Turn the rows below into a two-column Markdown table, with a running count under "No" and each line, as it stands, under "Line". Leave out blank lines.

☆ ☆ ☆

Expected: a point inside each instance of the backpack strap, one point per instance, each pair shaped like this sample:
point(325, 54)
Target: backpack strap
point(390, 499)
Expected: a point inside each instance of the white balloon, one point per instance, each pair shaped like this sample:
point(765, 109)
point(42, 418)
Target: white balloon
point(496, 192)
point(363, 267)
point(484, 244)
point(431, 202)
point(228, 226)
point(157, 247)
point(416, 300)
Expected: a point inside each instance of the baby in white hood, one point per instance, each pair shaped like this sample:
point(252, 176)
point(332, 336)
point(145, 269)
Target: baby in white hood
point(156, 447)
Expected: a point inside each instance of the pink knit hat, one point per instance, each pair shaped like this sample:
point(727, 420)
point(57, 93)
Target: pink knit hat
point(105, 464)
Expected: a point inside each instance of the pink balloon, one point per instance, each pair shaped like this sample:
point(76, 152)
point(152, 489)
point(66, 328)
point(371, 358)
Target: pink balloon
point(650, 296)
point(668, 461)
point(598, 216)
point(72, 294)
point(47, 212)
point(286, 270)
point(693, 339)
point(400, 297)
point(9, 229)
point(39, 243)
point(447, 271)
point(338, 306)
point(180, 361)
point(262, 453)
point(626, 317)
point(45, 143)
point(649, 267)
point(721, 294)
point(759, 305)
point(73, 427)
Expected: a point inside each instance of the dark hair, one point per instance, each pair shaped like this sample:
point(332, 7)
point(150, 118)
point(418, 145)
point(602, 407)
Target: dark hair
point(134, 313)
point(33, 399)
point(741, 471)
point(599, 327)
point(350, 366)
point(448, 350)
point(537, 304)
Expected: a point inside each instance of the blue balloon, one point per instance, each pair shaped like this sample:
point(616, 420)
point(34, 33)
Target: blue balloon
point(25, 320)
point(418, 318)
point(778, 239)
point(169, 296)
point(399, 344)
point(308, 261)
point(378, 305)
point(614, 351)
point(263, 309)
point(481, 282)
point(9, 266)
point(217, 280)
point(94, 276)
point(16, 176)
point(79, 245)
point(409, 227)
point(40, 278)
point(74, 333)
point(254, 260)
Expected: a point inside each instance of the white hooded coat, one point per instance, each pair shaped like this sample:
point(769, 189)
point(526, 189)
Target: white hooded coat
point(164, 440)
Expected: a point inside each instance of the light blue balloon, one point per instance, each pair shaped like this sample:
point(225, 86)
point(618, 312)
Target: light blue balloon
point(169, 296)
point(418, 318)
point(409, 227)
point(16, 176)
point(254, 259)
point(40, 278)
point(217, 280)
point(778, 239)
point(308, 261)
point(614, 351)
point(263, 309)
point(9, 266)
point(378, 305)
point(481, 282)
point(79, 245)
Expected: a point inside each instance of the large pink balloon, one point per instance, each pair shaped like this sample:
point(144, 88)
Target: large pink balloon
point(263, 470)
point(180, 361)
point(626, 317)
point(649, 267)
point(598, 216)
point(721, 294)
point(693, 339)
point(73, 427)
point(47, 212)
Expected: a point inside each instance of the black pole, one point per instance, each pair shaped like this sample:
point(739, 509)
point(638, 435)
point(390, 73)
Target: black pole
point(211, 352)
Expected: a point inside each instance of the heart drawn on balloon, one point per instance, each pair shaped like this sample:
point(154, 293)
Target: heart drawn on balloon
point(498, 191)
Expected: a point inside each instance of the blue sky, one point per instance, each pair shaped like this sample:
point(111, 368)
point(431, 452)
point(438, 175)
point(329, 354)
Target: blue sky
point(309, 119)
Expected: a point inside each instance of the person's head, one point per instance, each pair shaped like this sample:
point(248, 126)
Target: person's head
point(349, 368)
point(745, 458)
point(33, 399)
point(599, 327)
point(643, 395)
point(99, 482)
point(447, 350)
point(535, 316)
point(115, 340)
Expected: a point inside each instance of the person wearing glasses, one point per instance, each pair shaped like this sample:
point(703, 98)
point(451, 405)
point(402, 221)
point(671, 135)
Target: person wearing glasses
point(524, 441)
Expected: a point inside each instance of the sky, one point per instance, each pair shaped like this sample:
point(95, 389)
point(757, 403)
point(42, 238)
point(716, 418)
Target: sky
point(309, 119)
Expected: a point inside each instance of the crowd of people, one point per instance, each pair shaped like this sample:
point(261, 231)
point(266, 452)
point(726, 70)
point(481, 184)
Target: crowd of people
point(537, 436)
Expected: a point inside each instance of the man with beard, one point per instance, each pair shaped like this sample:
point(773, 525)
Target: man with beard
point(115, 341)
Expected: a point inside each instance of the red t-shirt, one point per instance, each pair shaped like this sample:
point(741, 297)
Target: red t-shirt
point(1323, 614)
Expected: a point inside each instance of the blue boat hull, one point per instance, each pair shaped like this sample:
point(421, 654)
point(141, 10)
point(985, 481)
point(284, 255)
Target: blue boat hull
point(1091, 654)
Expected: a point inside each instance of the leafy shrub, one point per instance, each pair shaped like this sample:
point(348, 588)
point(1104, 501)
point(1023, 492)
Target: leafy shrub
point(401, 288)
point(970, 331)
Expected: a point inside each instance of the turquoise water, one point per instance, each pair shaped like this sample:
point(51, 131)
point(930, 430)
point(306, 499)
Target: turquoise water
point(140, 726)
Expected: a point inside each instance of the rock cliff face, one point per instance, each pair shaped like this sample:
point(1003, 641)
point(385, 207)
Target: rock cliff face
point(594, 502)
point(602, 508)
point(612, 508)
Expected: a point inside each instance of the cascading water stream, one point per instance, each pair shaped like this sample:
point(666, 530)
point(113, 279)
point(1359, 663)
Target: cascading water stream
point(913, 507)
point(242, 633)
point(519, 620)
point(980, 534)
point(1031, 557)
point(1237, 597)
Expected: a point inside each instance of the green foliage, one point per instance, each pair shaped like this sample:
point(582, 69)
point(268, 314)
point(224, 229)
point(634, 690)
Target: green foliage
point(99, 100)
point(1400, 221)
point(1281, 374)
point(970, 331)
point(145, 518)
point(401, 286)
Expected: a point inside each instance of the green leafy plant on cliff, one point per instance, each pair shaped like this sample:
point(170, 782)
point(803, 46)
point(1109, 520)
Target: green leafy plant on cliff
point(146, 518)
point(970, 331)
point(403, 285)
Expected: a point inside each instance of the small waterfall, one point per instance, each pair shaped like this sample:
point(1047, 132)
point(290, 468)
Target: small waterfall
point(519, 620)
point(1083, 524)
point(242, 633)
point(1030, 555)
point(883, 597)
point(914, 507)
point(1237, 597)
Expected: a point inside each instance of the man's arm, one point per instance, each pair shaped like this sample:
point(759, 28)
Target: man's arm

☆ ☆ ☆

#### FULL RESPONSE
| No | Line |
|---|---|
| 1 | Expected: a point inside each instance of the backpack strap, one point per instance, each pair shaped like this sample: |
| 2 | point(325, 54) |
| 3 | Target: backpack strap |
| 4 | point(390, 499) |
| 5 | Expected: a point inside each instance of the white balloon, one point per instance, each pair shaped like this sample: |
| 6 | point(765, 109) |
| 7 | point(42, 418) |
| 8 | Target: white balloon |
| 9 | point(496, 192) |
| 10 | point(363, 267) |
| 11 | point(484, 244) |
| 12 | point(431, 202) |
| 13 | point(228, 226) |
| 14 | point(157, 247) |
| 15 | point(416, 300) |
| 16 | Expected: a point inside each instance of the baby in white hood, one point per instance, each pair shaped like this sample: |
| 17 | point(252, 176) |
| 18 | point(332, 336) |
| 19 | point(145, 269) |
| 20 | Target: baby in white hood |
| 21 | point(156, 447) |
| 22 | Expected: a point inside each instance of the pink knit hat, one point per instance, each pair shaped like this sample: |
| 23 | point(727, 420) |
| 24 | point(57, 93) |
| 25 | Target: pink knit hat |
| 26 | point(105, 464) |
| 27 | Expected: a point inside each instance of the pink balloon, one point per instance, each pair shaped like this sample: |
| 28 | point(76, 152) |
| 29 | point(152, 489) |
| 30 | point(66, 328) |
| 31 | point(371, 358) |
| 32 | Target: pink balloon |
| 33 | point(650, 296) |
| 34 | point(668, 461) |
| 35 | point(598, 216) |
| 36 | point(72, 294) |
| 37 | point(47, 212) |
| 38 | point(286, 270) |
| 39 | point(693, 339) |
| 40 | point(400, 297) |
| 41 | point(9, 229) |
| 42 | point(39, 243) |
| 43 | point(447, 271) |
| 44 | point(338, 306) |
| 45 | point(180, 361) |
| 46 | point(262, 453) |
| 47 | point(626, 317) |
| 48 | point(45, 143) |
| 49 | point(649, 267) |
| 50 | point(721, 294) |
| 51 | point(759, 305) |
| 52 | point(73, 427) |
| 53 | Expected: a point inside each instance of the dark hair, one point per instance, each pair shaped like this sample: |
| 54 | point(332, 7) |
| 55 | point(150, 118) |
| 56 | point(418, 145) |
| 57 | point(602, 407) |
| 58 | Target: dark hair |
| 59 | point(134, 313) |
| 60 | point(33, 399) |
| 61 | point(741, 471) |
| 62 | point(599, 327) |
| 63 | point(350, 366) |
| 64 | point(448, 350) |
| 65 | point(537, 304) |
| 66 | Expected: a point inside each instance of the blue balloon, one point per instance, each pair shaped like this sample: |
| 67 | point(616, 420) |
| 68 | point(34, 33) |
| 69 | Target: blue balloon |
| 70 | point(25, 320) |
| 71 | point(418, 318) |
| 72 | point(778, 239) |
| 73 | point(169, 296) |
| 74 | point(399, 344) |
| 75 | point(308, 261) |
| 76 | point(378, 305) |
| 77 | point(614, 351) |
| 78 | point(263, 309) |
| 79 | point(481, 282) |
| 80 | point(9, 266) |
| 81 | point(217, 280) |
| 82 | point(94, 276) |
| 83 | point(16, 176) |
| 84 | point(79, 245) |
| 85 | point(409, 227) |
| 86 | point(40, 278) |
| 87 | point(74, 333) |
| 88 | point(254, 260) |
| 89 | Expected: a point inside each instance of the white hooded coat, one point per instance, each pair shaped like this sample: |
| 90 | point(769, 189) |
| 91 | point(526, 189) |
| 92 | Target: white hooded coat |
| 93 | point(164, 440) |
| 94 | Expected: a point inside each instance of the light blue balloon, one point per instance, each pair shaped like this sample: |
| 95 | point(225, 86) |
| 96 | point(618, 312) |
| 97 | Target: light blue balloon |
| 98 | point(169, 296) |
| 99 | point(418, 318) |
| 100 | point(409, 227) |
| 101 | point(16, 176) |
| 102 | point(254, 259) |
| 103 | point(40, 278) |
| 104 | point(217, 280) |
| 105 | point(778, 239) |
| 106 | point(308, 261) |
| 107 | point(614, 351) |
| 108 | point(263, 309) |
| 109 | point(9, 266) |
| 110 | point(378, 305) |
| 111 | point(481, 282) |
| 112 | point(79, 245) |
| 113 | Expected: a point inside each instance of the large pink balloon, one point per instance, each pair shaped like this sample: |
| 114 | point(144, 88) |
| 115 | Target: large pink balloon |
| 116 | point(263, 470) |
| 117 | point(180, 361) |
| 118 | point(626, 317) |
| 119 | point(649, 267) |
| 120 | point(598, 216) |
| 121 | point(721, 294) |
| 122 | point(693, 339) |
| 123 | point(73, 427) |
| 124 | point(47, 212) |
| 125 | Expected: a point inside each instance of the black pole, one point per instance, each pair shaped like this sample: |
| 126 | point(739, 509) |
| 127 | point(638, 435) |
| 128 | point(390, 73) |
| 129 | Target: black pole |
| 130 | point(211, 352) |
| 131 | Expected: a point inside each instance of the heart drawn on balloon, one point per instance, each pair shaped like this sample: |
| 132 | point(154, 293) |
| 133 | Target: heart drawn on balloon |
| 134 | point(498, 191) |
| 135 | Expected: a point inside each instance of the blue sky, one point per instance, each pair shaped like this sample: |
| 136 | point(111, 368) |
| 137 | point(431, 452) |
| 138 | point(438, 175) |
| 139 | point(329, 354) |
| 140 | Target: blue sky |
| 141 | point(309, 119) |
| 142 | Expected: a point inside each instance of the person's head, one point per instance, each pair shaped like this sample: |
| 143 | point(248, 126) |
| 144 | Target: person's head |
| 145 | point(349, 368) |
| 146 | point(745, 458) |
| 147 | point(33, 399) |
| 148 | point(599, 327) |
| 149 | point(643, 395) |
| 150 | point(99, 482) |
| 151 | point(447, 350) |
| 152 | point(535, 316) |
| 153 | point(115, 340) |
| 154 | Expected: a point inside each instance of the person wearing glasses, one point per instance, each pair shaped like this sample: |
| 155 | point(703, 98) |
| 156 | point(451, 405) |
| 157 | point(402, 221) |
| 158 | point(671, 135) |
| 159 | Target: person wearing glasses |
| 160 | point(524, 441) |
| 161 | Expected: a point inside each instance of the sky, one point per instance, each pair shaped like this sample: |
| 162 | point(95, 389) |
| 163 | point(757, 403) |
| 164 | point(42, 238) |
| 165 | point(716, 418) |
| 166 | Target: sky |
| 167 | point(309, 119) |
| 168 | Expected: a point inside each instance of the crowd of people, one point per instance, each pair shaped like this sample: |
| 169 | point(261, 231) |
| 170 | point(266, 452) |
| 171 | point(726, 70) |
| 172 | point(481, 184) |
| 173 | Target: crowd of people |
| 174 | point(537, 436) |
| 175 | Expected: a point inside each instance of the man with beard, one point per instance, each pair shaped like this sample: |
| 176 | point(773, 525) |
| 177 | Target: man with beard |
| 178 | point(115, 341) |
| 179 | Expected: a point inside each instance of the red t-shirt, one point per instance, each pair shaped like this sample: |
| 180 | point(741, 297) |
| 181 | Target: red t-shirt |
| 182 | point(1323, 614) |
| 183 | Expected: a point inside each instance of the blue boat hull, one point per instance, each pair shaped like this sample: |
| 184 | point(421, 654) |
| 185 | point(141, 10) |
| 186 | point(985, 481) |
| 187 | point(284, 255) |
| 188 | Target: blue boat hull |
| 189 | point(1091, 654) |
| 190 | Expected: a point inside each instance of the leafy shrub, one point per instance, each pair shaped like this sample: |
| 191 | point(348, 588) |
| 192 | point(1104, 501) |
| 193 | point(1023, 492) |
| 194 | Target: leafy shrub |
| 195 | point(401, 288) |
| 196 | point(970, 331) |
| 197 | Expected: a point inside each instance of the turquoise water, one point per instance, each pair shaped like this sample: |
| 198 | point(51, 131) |
| 199 | point(930, 430) |
| 200 | point(306, 499) |
| 201 | Target: turquoise water |
| 202 | point(140, 726) |
| 203 | Expected: a point inside each instance of the rock cliff face, one point per instance, each pair shaped like this sample: |
| 204 | point(1003, 641) |
| 205 | point(385, 207) |
| 206 | Target: rock cliff face |
| 207 | point(594, 502) |
| 208 | point(602, 508) |
| 209 | point(612, 508) |
| 210 | Expected: a point inside each instance of the cascading water stream, one point per instance, each pair shaped like this sample: |
| 211 | point(666, 530) |
| 212 | point(113, 279) |
| 213 | point(1359, 663) |
| 214 | Target: cascading water stream |
| 215 | point(913, 507) |
| 216 | point(242, 633) |
| 217 | point(519, 620) |
| 218 | point(980, 534) |
| 219 | point(1031, 557) |
| 220 | point(1237, 597) |
| 221 | Expected: a point inside each instance of the green foliage, one point per instance, each pair shaped like this sample: |
| 222 | point(582, 69) |
| 223 | point(268, 314) |
| 224 | point(224, 229) |
| 225 | point(634, 690) |
| 226 | Target: green foliage |
| 227 | point(99, 100) |
| 228 | point(1400, 221) |
| 229 | point(1281, 374) |
| 230 | point(970, 331) |
| 231 | point(145, 518) |
| 232 | point(401, 286) |
| 233 | Expected: a point inside each instance of the green leafy plant on cliff, one point per instance, each pair shaped like this sample: |
| 234 | point(170, 782) |
| 235 | point(803, 46) |
| 236 | point(1109, 520) |
| 237 | Target: green leafy plant on cliff |
| 238 | point(146, 518) |
| 239 | point(970, 331) |
| 240 | point(403, 285) |
| 241 | Expected: a point inside each instance of the small waterfall, one point per instance, each pair shaped like this sample: |
| 242 | point(1047, 132) |
| 243 | point(290, 468) |
| 244 | Target: small waterfall |
| 245 | point(519, 620) |
| 246 | point(1083, 524) |
| 247 | point(242, 633) |
| 248 | point(1030, 555) |
| 249 | point(883, 597) |
| 250 | point(914, 507) |
| 251 | point(1237, 597) |
| 252 | Expected: a point inside each instance of the man's arm, one point per instance, each pair shaped like this sample: |
| 253 | point(759, 28) |
| 254 | Target: man's arm |